Requirement>
Set down, word for word, the stretch of the injury claims text from "DANGER: The insurer" through "accident case worth?".

1) I was hit while a pedestrian or bicyclist. Who pays my medical bills?

Many people are pleasantly surprised to learn that, in addition to covering auto crash injuries, Oregon’s no fault auto medical coverage (known as ‘personal injury protection” or “PIP’) also covers pedestrian and bicycle injury medical costs. Pedestrians with PIP coverage injured in a traffic accident, should notify their own auto insurer of the pedestrian traffic accident and then instruct medical providers to bill to that PIP claim number. If the injured pedestrian or bicyclist has neither auto insurance nor health insurance, PIP insurance for the driver at fault applies. In that situation, the injured person should fax the insurer for the driver at fault to request a PIP claim number be assigned. Once PIP limits are exhausted or expire, the injured pedestrian or bicyclist should fax evidence that no more PIP coverage exists to the her health insurance company instructing the health insurer to pay all further accident related medical charges. If the injured pedestrian or bicyclist does not have auto insurance or purchased auto insurance in a state where PIP is not required, the injured person should fax all medical bills to his or her health insurer for processing.

DANGER: The insurer for the driver at fault is motivated to limit liability. When that same insurer provides PIP coverage, it’s relatively easy for it to power play an injured person via their early access to medical information.

TIP: It’s generally not a good idea for unrepresented persons to speak with representatives of the insurance company for the driver at fault– the opposing insurer is motivated to minimize damages and undermine fault. Get an attorney’s help to deal with the adjuster for the party at fault. Remember, opposing adjusters are potential witnesses who could later testify against you.

2) How much is my car, bicycle or pedestrian injury accident case worth?

This is a fair but difficult question because the value of your case depends on many factors. Ultimately, a claim is worth what a jury or other decision maker says it is worth. Factors decisions makers consider in determining claim value include: Who you are. For example, a hand injury to a pianist would be worth more than a hand injury to voice over actor. Decision makers favor persons with whom they identify. Persons in helper professions such as nursing, teaching and firefighting are also preferred. Conversely, felons and perceived drug addicts fare less well. Another important factor is where you are. Personal injury cases are typically tried in county courts. Each county draws potential jurors from their respective county. In Oregon, Multnomah County is generally the best jurisdiction for injury plaintiffs. Washington County is among the worst. When you are also affects case value. Current events provide the backdrop for your claim. Of course the particular facts of your case (the injury, the impact, the acts, witnesses and other evidence) affect case outcome. Finally, who you choose as your lawyer and your relationship with your lawyer is also important. In short, your case does not exist in a vacuum.

TIP: Jury Verdicts Northwest is a publication tracking actual awards and can be a good resource to help assess claim value in our region.

TIP: In most cases you will fare much better with a lawyer then without because insurers are simply not motivated to pay fair value to unrepresented persons.

Listed entries>

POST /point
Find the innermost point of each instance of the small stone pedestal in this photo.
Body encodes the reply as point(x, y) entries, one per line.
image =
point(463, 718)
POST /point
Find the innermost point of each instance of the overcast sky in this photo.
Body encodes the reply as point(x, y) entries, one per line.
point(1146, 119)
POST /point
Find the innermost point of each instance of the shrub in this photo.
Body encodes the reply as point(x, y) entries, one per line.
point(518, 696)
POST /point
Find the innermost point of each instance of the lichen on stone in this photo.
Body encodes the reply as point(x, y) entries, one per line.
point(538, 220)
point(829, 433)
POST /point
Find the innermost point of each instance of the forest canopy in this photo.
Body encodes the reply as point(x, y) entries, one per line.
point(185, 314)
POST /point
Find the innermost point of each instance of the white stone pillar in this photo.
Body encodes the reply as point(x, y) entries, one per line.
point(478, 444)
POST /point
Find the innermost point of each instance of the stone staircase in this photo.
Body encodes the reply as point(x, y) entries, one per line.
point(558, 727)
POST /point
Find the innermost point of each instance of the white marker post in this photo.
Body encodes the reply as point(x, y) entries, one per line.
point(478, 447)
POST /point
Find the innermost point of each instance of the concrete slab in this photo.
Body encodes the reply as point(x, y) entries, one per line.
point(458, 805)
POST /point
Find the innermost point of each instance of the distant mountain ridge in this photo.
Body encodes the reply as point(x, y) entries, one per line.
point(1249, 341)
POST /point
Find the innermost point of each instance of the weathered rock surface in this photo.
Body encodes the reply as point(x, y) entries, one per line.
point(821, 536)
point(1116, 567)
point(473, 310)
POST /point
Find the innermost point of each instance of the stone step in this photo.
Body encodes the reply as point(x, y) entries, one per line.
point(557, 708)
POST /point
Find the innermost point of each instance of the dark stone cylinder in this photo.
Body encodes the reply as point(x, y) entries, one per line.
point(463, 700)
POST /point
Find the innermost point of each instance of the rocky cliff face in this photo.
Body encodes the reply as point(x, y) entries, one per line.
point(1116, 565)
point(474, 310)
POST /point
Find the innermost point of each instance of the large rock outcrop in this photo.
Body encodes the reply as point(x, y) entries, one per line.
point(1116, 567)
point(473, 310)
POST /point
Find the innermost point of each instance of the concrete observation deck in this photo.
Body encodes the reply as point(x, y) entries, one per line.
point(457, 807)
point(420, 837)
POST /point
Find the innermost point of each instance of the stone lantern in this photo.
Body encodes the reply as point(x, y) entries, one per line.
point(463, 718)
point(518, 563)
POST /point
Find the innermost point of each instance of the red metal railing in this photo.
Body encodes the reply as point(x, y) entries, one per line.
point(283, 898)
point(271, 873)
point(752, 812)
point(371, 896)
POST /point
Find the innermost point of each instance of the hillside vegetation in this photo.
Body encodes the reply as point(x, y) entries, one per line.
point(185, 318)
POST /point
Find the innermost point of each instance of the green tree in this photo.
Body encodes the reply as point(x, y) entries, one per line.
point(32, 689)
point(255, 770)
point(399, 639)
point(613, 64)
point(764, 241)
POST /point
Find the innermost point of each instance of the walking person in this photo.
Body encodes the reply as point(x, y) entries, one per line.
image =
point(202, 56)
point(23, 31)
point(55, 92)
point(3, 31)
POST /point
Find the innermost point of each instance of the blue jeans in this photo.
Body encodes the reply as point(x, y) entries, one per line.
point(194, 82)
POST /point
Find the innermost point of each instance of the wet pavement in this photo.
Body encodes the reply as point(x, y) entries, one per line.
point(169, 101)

Answer area>
DANGER: The insurer for the driver at fault is motivated to limit liability. When that same insurer provides PIP coverage, it’s relatively easy for it to power play an injured person via their early access to medical information.

TIP: It’s generally not a good idea for unrepresented persons to speak with representatives of the insurance company for the driver at fault– the opposing insurer is motivated to minimize damages and undermine fault. Get an attorney’s help to deal with the adjuster for the party at fault. Remember, opposing adjusters are potential witnesses who could later testify against you.

2) How much is my car, bicycle or pedestrian injury accident case worth?